_What you need to do_
Could you convert the material between the lines holding "the mountain foothill" and "157;328;173;341", inclusive, into a JSON list of strings, one string per line, leaving out any blank lines?

------ Material provided

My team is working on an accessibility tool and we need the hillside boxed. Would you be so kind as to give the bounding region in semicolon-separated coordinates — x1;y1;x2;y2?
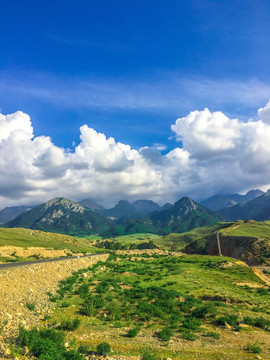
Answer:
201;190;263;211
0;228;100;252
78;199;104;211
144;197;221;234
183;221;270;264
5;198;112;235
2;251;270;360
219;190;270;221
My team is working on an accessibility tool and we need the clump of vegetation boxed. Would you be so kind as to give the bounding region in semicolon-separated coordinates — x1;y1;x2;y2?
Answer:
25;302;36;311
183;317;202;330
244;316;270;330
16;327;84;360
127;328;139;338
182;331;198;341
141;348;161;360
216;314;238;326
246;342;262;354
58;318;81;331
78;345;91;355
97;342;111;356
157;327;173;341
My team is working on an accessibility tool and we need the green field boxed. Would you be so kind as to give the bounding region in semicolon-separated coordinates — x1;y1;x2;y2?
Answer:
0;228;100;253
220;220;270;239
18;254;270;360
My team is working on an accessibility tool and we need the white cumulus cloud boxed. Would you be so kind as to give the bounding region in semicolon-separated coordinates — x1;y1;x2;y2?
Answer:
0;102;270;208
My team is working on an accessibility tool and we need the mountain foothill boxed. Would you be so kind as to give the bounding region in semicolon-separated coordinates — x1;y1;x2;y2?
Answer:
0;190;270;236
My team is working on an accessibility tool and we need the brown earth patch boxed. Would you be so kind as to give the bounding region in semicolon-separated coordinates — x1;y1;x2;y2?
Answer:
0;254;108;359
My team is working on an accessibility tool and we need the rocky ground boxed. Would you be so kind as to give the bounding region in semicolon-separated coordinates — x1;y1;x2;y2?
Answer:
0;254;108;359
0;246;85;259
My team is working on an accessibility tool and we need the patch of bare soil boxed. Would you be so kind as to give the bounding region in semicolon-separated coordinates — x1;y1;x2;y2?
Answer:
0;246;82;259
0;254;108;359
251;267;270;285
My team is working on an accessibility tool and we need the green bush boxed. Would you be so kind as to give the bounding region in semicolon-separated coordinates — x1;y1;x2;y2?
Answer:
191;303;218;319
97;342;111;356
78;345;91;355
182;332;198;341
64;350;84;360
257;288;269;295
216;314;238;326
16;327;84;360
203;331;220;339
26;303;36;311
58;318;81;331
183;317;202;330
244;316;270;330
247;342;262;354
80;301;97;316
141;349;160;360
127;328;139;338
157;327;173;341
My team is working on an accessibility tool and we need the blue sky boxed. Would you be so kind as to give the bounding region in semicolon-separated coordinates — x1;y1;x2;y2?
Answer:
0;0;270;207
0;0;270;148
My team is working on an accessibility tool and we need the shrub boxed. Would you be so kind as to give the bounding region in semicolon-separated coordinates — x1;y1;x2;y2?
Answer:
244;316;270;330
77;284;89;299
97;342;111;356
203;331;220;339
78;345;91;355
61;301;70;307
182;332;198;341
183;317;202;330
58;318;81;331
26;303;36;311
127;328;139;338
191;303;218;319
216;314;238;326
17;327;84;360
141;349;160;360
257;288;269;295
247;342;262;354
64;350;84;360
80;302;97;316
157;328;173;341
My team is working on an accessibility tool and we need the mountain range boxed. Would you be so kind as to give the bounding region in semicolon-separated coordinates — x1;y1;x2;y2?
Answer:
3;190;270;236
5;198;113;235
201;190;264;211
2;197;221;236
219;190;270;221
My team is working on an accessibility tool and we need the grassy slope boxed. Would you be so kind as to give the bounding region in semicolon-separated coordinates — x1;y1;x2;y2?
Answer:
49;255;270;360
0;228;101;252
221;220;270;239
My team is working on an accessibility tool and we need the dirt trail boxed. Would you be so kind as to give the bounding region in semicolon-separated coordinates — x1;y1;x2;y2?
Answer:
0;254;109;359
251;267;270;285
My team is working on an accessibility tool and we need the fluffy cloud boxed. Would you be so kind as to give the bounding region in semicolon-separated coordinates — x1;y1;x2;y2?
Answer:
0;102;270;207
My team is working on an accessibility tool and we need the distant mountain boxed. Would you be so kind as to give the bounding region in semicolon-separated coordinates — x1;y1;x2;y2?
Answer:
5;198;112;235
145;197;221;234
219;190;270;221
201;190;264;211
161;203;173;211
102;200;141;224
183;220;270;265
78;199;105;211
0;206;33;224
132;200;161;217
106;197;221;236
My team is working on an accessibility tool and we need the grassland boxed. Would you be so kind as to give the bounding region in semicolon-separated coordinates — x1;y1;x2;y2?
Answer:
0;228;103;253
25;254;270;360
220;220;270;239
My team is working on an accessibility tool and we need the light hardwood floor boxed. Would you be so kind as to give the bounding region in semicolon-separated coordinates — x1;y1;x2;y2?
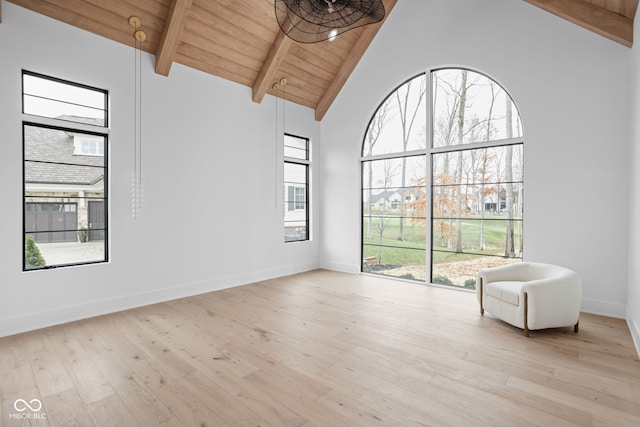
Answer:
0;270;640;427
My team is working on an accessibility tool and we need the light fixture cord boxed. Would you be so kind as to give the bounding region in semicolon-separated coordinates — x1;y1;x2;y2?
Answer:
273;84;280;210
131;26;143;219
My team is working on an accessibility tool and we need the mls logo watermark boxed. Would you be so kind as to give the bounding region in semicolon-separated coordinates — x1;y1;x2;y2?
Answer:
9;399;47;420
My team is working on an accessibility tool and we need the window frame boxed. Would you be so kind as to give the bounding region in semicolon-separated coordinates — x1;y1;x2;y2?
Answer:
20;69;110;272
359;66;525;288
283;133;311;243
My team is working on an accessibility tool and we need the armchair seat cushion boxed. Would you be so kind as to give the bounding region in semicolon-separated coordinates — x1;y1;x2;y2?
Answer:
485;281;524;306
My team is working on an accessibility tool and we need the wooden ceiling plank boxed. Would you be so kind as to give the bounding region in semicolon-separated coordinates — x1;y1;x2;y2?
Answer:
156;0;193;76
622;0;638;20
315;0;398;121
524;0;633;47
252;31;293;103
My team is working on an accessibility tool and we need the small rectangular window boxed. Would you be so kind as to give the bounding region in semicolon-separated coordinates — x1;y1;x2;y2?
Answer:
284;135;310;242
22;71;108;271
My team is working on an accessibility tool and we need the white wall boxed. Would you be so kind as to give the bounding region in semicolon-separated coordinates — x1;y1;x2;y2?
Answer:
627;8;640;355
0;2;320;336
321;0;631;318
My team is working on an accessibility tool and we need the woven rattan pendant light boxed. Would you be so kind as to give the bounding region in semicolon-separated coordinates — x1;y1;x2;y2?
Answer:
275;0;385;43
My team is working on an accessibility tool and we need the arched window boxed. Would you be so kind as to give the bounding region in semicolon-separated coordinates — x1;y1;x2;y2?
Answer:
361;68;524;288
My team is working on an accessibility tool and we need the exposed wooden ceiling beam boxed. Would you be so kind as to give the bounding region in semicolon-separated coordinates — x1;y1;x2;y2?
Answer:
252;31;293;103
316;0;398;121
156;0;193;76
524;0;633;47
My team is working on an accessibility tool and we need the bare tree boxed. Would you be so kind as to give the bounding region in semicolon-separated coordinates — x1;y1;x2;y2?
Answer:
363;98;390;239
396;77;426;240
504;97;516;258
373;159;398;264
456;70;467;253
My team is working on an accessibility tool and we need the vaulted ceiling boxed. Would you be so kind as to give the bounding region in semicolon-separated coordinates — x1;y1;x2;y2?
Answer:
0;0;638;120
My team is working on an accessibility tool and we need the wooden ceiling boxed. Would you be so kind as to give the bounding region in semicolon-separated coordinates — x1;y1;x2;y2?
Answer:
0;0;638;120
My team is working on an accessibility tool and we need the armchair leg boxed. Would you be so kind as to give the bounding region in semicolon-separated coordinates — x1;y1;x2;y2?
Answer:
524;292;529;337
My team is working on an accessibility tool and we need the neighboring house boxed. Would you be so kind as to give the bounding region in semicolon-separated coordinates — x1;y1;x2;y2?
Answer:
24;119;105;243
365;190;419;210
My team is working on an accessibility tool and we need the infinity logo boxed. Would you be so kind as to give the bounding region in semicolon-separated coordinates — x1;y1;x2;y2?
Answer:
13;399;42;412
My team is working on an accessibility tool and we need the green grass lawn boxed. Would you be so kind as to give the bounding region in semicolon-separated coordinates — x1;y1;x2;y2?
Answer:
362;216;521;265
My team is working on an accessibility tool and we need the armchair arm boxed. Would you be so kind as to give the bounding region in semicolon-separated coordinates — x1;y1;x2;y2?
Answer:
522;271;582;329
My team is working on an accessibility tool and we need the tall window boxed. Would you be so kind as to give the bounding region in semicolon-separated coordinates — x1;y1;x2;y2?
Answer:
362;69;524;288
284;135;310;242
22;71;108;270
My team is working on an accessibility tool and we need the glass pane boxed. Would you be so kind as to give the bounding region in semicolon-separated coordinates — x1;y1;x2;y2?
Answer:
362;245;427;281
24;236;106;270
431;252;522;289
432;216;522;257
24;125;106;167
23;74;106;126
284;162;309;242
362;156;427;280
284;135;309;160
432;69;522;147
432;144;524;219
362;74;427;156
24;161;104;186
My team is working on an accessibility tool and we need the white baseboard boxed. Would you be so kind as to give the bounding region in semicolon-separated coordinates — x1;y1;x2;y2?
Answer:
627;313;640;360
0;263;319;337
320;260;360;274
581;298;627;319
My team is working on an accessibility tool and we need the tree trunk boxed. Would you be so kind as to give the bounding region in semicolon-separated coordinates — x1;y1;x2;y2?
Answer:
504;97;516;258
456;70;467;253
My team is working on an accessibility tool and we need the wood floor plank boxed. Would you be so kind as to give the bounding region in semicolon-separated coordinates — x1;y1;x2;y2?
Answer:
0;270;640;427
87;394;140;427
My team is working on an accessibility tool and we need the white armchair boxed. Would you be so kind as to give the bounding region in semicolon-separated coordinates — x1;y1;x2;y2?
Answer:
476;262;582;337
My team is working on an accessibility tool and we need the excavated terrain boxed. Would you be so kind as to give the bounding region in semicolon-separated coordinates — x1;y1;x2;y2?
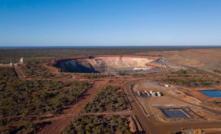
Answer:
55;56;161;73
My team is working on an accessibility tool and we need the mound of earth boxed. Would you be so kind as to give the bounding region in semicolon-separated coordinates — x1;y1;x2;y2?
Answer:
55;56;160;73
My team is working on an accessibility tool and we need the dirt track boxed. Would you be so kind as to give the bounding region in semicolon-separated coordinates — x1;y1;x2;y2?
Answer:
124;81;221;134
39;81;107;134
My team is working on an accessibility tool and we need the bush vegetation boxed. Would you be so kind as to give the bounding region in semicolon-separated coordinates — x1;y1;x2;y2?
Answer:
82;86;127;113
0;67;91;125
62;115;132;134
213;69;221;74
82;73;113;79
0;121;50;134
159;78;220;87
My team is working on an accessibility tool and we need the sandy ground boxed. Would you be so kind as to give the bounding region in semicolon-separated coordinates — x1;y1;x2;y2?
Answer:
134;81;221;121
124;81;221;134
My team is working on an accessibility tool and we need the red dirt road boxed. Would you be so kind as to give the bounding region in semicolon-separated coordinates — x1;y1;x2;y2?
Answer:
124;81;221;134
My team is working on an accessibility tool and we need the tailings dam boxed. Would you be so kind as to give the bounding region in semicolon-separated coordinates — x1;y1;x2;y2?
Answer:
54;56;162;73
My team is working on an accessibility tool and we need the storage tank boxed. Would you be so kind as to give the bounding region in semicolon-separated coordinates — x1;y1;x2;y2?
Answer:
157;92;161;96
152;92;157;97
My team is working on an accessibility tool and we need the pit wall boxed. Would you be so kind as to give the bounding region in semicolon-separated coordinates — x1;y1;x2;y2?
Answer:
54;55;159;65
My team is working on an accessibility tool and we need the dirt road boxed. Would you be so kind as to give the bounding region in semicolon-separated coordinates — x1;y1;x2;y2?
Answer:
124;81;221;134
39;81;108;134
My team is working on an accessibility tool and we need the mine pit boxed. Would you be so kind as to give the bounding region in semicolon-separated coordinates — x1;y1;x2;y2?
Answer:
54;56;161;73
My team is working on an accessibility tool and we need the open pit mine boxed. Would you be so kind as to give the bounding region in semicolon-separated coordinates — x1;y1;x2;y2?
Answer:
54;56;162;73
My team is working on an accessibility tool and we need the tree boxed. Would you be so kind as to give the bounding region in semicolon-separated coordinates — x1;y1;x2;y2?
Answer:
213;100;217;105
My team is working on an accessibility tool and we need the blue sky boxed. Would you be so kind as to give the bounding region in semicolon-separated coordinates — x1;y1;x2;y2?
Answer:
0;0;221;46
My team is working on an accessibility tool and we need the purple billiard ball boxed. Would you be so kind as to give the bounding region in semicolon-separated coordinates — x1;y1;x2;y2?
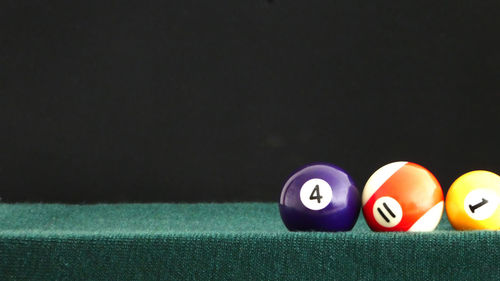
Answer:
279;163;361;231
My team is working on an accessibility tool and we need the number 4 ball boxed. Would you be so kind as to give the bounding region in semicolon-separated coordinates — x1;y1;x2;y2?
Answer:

------------

_Answer for this exercise_
[
  "My team is working on an accessibility tool and we need the mountain foothill boxed. Would you be so kind as to give the bounding region in semicolon-separated coordinates — x1;y1;x2;y2?",
  "Answer:",
  "0;190;270;236",
  "My team is working on an accessibility tool and we need the brown earth patch boxed. Would you be so kind as to give the bounding region in semicolon-separated coordinates — x1;y1;x2;y2?",
  "Answer:",
  "0;254;108;359",
  "My team is working on an accessibility tool and we need the rocky ground boxed. Would you be so kind as to give the bounding region in semicolon-separated coordinates — x1;y1;x2;y2?",
  "Answer:",
  "0;254;108;359",
  "0;246;85;259",
  "My team is working on an accessibility tool and we need the patch of bare soil boxed. Would you be so kind as to give the bounding region in semicolon-separated coordinates — x1;y1;x2;y2?",
  "Answer:",
  "0;246;82;259",
  "0;254;108;359",
  "251;267;270;285",
  "My team is working on an accessibility tool and we need the green bush boxed. Would you be so kind as to give the bounding region in semicolon-separated coordinates — x1;y1;x2;y2?",
  "Answer:",
  "191;303;218;319",
  "97;342;111;356",
  "78;345;91;355",
  "182;332;198;341",
  "64;350;84;360",
  "257;288;269;295",
  "216;314;238;326",
  "16;327;84;360",
  "203;331;220;339",
  "26;303;36;311",
  "58;318;81;331",
  "183;317;202;330",
  "244;316;270;330",
  "247;342;262;354",
  "80;301;97;316",
  "141;349;160;360",
  "127;328;139;338",
  "157;327;173;341",
  "My team is working on an accessibility tool and we need the blue sky boxed. Would you be so kind as to give the bounding region in semicolon-separated coordinates — x1;y1;x2;y2?",
  "Answer:",
  "0;0;270;207",
  "0;0;270;148",
  "My team is working on an accessibility tool and we need the shrub boxed. Would you be so kind as to give the bounding region in semicolon-separated coordinates — x1;y1;x2;y2?",
  "Answer:",
  "244;316;270;330",
  "77;284;89;299",
  "97;342;111;356",
  "203;331;220;339",
  "78;345;91;355",
  "61;301;70;307",
  "182;332;198;341",
  "183;317;202;330",
  "58;318;81;331",
  "26;303;36;311",
  "127;328;139;338",
  "191;303;218;319",
  "216;314;238;326",
  "17;327;84;360",
  "141;349;160;360",
  "257;288;269;295",
  "247;342;262;354",
  "64;350;84;360",
  "80;302;97;316",
  "157;328;173;341"
]